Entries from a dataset
· · · · · · ·

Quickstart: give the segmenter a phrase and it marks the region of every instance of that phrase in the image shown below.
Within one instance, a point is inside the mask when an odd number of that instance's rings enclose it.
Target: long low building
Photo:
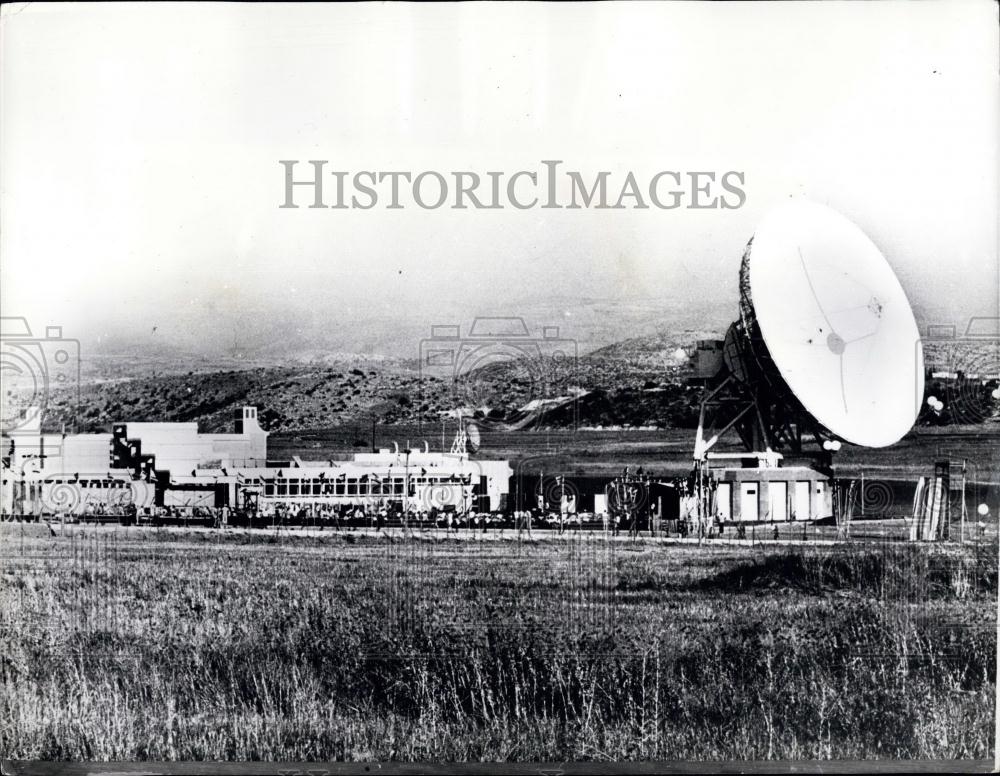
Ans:
[[[513,473],[504,460],[467,453],[382,449],[346,461],[269,462],[256,407],[235,433],[196,423],[116,423],[110,434],[46,434],[29,410],[4,438],[6,514],[84,513],[153,507],[360,507],[366,510],[507,508]]]

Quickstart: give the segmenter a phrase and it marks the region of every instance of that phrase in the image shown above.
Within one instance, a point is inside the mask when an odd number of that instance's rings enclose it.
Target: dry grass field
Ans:
[[[995,543],[0,532],[10,758],[993,751]]]

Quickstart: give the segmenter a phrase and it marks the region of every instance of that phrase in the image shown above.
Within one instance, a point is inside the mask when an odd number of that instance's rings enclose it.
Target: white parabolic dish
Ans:
[[[817,421],[865,447],[913,427],[924,392],[917,324],[858,227],[823,205],[782,205],[754,233],[749,282],[764,343]]]

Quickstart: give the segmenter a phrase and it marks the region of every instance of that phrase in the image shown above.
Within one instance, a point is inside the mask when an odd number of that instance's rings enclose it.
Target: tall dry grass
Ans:
[[[995,548],[6,530],[7,757],[992,753]]]

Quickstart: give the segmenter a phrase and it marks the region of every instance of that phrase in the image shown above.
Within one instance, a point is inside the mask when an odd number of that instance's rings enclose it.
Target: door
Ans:
[[[768,509],[772,520],[785,521],[788,519],[788,483],[769,482],[767,483]]]
[[[795,519],[808,520],[809,514],[809,483],[795,483]]]
[[[733,519],[733,485],[720,482],[715,487],[715,513],[719,520],[727,523]]]
[[[759,520],[756,482],[740,483],[740,520]]]

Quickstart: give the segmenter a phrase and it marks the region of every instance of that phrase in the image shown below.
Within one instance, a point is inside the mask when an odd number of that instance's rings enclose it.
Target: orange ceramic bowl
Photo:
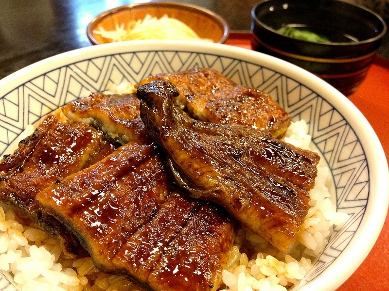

· · · · · · ·

Task prompt
Could you rewrite all the items above, substituting "Phrase" for "Target" and changing nothing else? Leave the pictures out.

Task output
Quickstart: give the segmenter a phrase and it marks the region of every instance of that phrase in the image shown below.
Within one instance, a point is inside the mask when an odd number of that instance's rings enclose it.
Phrase: long low building
Photo:
Ans:
[[[513,473],[504,460],[467,453],[382,449],[346,461],[269,462],[256,407],[235,433],[196,423],[116,423],[110,434],[46,434],[29,410],[4,438],[6,514],[84,513],[153,507],[360,507],[366,510],[507,508]]]

Quickstart: give the segmenter a phrase and it marks the region of every instance of that phrase in the image shown above.
Within one instance, a point is inside the mask when an odd number of that instance's rings enclose it.
Phrase: dry grass field
Ans:
[[[995,543],[0,532],[10,758],[993,751]]]

Quickstart: give the segmenter a phrase and it marks the region of every instance of that phrase in the image shown above.
Within one instance, a point is inside the mask when an odd number of that instance's rings enclose it.
Phrase: white parabolic dish
Ans:
[[[817,421],[865,447],[913,427],[924,392],[917,324],[858,227],[823,205],[782,205],[754,233],[749,282],[764,343]]]

Quickstart: give the segmenter a phrase and it marks the region of every instance of that phrase in the image shown above.
Within one instance, a point is inside the mask when an odd number of that instance's rings enclose it.
Phrase: tall dry grass
Ans:
[[[995,548],[6,530],[7,757],[992,753]]]

Quickstart: give the segmenter a phrase and it marks the region of every instance of that phrase in the image shown above.
Within one instance, a point is inside the mask when an odd number of that instance's rings enclose it.
Phrase: door
Ans:
[[[768,509],[772,520],[785,521],[788,519],[788,483],[769,482],[767,483]]]
[[[795,519],[808,520],[809,514],[809,483],[795,483]]]
[[[733,519],[733,485],[720,482],[715,487],[715,513],[719,520],[727,523]]]
[[[759,520],[756,482],[740,483],[740,520]]]

Quickstart: give the segmenter a phrase and it marks the region of every instance of that phrase in the image shown below.
Within one instance, a point is inside the mask when an odd number of that instance's rings enclose it.
Phrase: orange ceramic bowl
Photo:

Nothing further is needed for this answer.